▶ _What you should do_: Beginning with the line containing "Practice step: locate the mud puddle" and ending with the last line of the records, set down every line exactly.
━━━━━ Given data
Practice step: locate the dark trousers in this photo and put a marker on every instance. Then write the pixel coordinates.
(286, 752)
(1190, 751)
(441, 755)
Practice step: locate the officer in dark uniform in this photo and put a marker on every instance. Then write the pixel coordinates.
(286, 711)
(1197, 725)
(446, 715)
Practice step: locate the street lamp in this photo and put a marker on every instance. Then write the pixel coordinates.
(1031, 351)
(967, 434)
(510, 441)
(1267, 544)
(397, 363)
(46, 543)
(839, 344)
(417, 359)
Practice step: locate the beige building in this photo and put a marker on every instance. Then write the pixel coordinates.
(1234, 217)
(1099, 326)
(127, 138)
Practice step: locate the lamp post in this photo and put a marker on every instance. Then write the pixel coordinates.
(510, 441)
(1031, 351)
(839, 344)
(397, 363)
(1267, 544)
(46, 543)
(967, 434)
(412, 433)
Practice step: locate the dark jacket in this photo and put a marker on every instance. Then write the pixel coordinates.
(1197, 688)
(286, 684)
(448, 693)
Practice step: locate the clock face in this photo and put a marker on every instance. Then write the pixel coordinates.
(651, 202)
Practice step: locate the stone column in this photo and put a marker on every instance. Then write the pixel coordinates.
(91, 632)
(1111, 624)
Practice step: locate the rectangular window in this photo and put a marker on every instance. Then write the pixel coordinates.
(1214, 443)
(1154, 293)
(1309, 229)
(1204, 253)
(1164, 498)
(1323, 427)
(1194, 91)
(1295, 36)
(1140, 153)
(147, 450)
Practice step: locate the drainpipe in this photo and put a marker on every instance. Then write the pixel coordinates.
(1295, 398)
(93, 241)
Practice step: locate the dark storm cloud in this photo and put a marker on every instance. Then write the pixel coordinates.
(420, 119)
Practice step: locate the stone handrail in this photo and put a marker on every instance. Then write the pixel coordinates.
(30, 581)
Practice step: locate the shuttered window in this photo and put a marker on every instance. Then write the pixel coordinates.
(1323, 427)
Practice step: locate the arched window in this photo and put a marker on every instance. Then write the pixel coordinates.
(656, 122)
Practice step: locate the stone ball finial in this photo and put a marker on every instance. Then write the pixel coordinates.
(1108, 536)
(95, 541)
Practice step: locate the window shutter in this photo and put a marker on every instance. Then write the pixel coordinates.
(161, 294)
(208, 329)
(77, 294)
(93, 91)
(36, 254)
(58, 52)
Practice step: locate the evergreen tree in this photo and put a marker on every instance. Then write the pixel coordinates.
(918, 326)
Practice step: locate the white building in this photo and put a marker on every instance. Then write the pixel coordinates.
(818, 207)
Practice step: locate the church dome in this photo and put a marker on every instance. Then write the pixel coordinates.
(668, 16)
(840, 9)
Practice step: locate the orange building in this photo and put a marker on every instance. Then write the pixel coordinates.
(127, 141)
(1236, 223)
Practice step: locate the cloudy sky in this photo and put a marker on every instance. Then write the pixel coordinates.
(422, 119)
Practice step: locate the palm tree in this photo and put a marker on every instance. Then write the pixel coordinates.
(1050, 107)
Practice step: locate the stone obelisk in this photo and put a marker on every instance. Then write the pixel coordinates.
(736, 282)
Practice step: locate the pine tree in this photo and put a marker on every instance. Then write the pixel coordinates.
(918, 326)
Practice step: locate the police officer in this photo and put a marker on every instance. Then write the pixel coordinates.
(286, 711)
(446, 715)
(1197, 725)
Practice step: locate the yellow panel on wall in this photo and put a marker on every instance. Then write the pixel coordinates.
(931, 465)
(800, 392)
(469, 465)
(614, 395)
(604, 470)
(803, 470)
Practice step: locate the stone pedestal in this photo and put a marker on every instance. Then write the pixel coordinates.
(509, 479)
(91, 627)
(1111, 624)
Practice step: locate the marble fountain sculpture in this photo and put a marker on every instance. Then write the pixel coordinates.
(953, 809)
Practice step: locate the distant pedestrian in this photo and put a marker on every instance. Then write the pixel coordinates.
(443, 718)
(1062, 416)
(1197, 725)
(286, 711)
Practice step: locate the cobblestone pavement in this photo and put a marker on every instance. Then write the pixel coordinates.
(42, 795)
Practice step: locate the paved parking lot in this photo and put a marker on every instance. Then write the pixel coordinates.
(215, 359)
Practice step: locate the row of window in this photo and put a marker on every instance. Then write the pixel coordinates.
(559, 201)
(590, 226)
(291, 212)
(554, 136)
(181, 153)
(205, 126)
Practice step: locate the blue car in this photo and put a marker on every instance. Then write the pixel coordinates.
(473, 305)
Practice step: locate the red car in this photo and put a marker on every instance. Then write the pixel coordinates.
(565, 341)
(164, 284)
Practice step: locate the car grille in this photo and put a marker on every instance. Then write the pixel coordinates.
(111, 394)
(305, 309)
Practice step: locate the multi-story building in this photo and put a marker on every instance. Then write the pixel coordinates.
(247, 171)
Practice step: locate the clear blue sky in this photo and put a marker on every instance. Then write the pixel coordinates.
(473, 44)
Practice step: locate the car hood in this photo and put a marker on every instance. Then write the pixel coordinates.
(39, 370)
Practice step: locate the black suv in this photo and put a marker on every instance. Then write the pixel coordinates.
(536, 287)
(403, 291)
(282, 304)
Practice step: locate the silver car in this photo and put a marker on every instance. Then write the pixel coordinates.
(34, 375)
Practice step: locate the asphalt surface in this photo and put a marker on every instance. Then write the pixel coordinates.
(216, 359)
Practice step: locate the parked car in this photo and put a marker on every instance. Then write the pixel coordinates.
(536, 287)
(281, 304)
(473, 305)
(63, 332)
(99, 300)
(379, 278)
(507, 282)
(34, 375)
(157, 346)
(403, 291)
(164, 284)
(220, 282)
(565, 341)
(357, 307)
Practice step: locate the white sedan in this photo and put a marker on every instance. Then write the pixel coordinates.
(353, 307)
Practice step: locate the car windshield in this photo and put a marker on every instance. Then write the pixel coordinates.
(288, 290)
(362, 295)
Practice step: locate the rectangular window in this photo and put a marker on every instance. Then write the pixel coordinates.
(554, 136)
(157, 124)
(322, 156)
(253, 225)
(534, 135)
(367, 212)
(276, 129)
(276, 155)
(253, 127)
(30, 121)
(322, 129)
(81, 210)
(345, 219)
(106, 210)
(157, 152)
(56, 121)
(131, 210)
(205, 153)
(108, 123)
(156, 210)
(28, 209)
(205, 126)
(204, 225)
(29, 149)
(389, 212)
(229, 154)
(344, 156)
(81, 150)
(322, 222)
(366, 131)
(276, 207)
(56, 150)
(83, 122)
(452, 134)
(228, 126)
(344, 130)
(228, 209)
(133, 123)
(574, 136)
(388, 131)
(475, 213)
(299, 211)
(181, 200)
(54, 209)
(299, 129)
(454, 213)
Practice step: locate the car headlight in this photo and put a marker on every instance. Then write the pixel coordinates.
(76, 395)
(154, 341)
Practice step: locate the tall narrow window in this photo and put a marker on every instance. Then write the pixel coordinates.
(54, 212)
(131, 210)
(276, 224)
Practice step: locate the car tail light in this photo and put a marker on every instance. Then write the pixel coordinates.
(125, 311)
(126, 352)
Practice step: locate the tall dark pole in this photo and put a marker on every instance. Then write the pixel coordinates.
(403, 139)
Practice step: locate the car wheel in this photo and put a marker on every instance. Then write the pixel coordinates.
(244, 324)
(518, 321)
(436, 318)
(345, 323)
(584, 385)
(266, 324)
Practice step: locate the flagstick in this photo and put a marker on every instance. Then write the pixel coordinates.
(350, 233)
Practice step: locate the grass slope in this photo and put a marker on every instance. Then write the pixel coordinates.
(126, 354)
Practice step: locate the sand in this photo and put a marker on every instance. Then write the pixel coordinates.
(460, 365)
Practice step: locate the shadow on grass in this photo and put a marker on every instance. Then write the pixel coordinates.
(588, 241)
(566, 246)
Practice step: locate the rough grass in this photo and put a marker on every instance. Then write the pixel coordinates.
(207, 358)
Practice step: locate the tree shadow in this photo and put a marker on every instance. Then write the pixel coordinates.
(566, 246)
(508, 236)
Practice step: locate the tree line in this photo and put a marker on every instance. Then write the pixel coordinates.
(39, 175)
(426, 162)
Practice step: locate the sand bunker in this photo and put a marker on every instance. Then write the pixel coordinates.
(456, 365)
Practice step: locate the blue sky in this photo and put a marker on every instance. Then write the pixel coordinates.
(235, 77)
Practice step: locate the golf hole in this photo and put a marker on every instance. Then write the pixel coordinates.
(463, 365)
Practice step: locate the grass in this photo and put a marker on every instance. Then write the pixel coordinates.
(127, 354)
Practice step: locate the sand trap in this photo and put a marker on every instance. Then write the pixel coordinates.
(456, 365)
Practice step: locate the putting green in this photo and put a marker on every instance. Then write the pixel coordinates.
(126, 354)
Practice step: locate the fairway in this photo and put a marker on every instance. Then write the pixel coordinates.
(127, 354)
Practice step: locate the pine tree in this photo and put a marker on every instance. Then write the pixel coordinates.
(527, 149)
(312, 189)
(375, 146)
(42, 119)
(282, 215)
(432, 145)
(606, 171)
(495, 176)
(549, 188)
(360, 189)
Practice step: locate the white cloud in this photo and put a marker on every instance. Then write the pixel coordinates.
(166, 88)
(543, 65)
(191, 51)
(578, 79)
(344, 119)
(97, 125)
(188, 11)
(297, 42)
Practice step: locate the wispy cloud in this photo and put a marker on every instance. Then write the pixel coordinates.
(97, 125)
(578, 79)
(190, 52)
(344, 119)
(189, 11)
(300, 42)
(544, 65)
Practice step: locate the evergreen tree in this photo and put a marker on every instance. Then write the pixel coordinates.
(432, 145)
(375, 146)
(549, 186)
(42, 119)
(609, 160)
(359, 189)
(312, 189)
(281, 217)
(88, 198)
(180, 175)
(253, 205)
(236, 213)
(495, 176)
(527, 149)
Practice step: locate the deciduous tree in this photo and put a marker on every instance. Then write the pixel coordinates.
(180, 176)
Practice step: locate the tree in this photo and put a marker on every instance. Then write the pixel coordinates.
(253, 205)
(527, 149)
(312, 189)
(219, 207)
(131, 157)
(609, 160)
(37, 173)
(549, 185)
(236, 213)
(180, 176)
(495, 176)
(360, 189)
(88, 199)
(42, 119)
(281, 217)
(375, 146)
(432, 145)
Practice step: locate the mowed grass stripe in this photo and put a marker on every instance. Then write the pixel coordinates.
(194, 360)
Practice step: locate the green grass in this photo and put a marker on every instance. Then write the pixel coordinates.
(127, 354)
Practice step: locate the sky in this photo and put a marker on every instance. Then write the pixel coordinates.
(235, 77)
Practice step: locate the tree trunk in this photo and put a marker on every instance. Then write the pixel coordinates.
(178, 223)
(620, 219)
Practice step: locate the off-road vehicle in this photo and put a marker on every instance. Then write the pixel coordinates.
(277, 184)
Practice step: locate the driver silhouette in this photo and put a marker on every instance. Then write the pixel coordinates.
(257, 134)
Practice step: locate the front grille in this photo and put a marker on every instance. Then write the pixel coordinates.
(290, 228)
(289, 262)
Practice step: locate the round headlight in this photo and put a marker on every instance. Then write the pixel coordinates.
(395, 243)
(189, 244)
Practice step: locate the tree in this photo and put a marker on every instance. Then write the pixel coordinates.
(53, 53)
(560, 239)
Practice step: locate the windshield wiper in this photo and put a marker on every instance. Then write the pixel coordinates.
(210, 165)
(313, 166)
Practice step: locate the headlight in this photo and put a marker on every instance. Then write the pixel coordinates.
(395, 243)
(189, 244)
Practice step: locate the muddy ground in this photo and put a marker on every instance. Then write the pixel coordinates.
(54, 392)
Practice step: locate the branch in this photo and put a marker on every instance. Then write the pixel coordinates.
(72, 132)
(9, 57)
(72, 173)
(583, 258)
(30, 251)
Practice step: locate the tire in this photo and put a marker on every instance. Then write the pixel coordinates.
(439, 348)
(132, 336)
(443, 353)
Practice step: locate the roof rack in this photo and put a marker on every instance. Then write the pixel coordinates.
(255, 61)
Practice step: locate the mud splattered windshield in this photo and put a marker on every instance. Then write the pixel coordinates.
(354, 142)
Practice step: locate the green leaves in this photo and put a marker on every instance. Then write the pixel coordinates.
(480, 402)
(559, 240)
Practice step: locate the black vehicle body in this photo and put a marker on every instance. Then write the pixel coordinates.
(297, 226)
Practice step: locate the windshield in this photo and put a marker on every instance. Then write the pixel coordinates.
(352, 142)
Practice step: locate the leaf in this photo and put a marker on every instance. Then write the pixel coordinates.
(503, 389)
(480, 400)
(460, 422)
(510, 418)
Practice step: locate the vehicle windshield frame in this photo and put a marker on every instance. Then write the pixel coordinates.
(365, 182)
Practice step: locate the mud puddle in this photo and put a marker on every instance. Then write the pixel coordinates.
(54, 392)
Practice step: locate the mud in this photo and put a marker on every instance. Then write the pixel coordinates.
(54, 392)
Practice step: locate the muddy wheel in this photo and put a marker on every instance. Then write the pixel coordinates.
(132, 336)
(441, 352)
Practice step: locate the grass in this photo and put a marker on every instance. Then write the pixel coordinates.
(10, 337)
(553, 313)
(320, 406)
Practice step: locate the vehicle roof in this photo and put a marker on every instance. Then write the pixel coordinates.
━━━━━━━━━━
▶ _Output below_:
Practice step: locate the mud puddle in this photo and put a marker on every instance. Then write the pixel coordinates.
(54, 392)
Practice step: locate the mud in this photo and put a marker on every instance. Then write the pixel coordinates.
(54, 392)
Practice step: locate the muddy wheel in this photo and put a marker on every instance. Then write the pixel coordinates.
(132, 336)
(441, 352)
Practice step: locate the grass in this photo and put a marker on every instance. Then write the pixel coordinates.
(10, 337)
(553, 313)
(320, 406)
Practice step: locate the vehicle roof in this photo and put a marker on every instance. Then write the pixel coordinates.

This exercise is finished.